> _TAREA PENDIENTE_: Reescribe las líneas de todos los registros cambiando "student" por "person" y sin alterar nada más.

> _LISTA DE REGISTROS_:
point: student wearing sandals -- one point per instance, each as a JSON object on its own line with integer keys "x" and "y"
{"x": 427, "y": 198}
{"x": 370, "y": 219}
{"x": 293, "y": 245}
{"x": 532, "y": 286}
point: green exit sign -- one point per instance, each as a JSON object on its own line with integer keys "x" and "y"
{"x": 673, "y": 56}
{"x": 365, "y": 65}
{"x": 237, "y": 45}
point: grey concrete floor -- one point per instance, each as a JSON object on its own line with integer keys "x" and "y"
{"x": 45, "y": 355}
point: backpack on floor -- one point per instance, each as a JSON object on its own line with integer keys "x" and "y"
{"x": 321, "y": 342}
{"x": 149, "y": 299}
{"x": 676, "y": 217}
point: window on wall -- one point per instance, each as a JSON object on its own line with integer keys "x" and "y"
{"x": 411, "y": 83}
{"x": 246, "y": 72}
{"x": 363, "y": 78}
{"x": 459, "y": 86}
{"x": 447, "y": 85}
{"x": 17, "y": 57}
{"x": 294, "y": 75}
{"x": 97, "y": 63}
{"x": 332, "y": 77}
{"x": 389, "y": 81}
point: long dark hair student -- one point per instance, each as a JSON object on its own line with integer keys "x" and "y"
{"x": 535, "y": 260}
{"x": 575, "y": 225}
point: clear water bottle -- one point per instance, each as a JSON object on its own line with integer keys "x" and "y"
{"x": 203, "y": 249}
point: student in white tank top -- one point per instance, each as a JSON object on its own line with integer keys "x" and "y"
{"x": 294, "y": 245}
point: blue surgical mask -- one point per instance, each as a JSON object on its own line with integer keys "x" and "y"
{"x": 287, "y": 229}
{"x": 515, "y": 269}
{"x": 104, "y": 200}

> _RESULTADO DEL EJERCICIO_:
point: person wearing sandals -- one point per instance, each as a JSON object on its own line with integer keys "x" and "y"
{"x": 427, "y": 198}
{"x": 370, "y": 219}
{"x": 293, "y": 245}
{"x": 532, "y": 286}
point: green exit sign -- one point per instance, each as a JSON object on its own line with integer keys "x" and "y"
{"x": 673, "y": 56}
{"x": 365, "y": 65}
{"x": 237, "y": 45}
point: grey concrete floor -- one point per instance, each as a JSON object on its own line with integer keys "x" and "y"
{"x": 45, "y": 355}
point: backpack on floor -- one point per instance, each as a JSON object on its own line with integer keys "x" and "y"
{"x": 321, "y": 342}
{"x": 149, "y": 299}
{"x": 676, "y": 217}
point: window on wall -- one point per instance, each as a JSON object on its own line with integer keys "x" and "y"
{"x": 411, "y": 83}
{"x": 246, "y": 72}
{"x": 363, "y": 78}
{"x": 459, "y": 86}
{"x": 447, "y": 85}
{"x": 17, "y": 57}
{"x": 294, "y": 75}
{"x": 97, "y": 63}
{"x": 332, "y": 77}
{"x": 389, "y": 81}
point: long dark hair person -- one point per instance, each as a JSON object on its own line with integer keys "x" and "y"
{"x": 535, "y": 260}
{"x": 575, "y": 225}
point: clear water bottle -- one point per instance, each as a JSON object on its own line with integer keys "x" and "y"
{"x": 203, "y": 249}
point: person in white tank top -- one point per instance, each as a JSON object on its own line with integer keys "x" and "y"
{"x": 294, "y": 245}
point: blue surgical mask -- one point per instance, each as a JSON object on its own line with integer keys "x" and "y"
{"x": 287, "y": 229}
{"x": 515, "y": 269}
{"x": 104, "y": 200}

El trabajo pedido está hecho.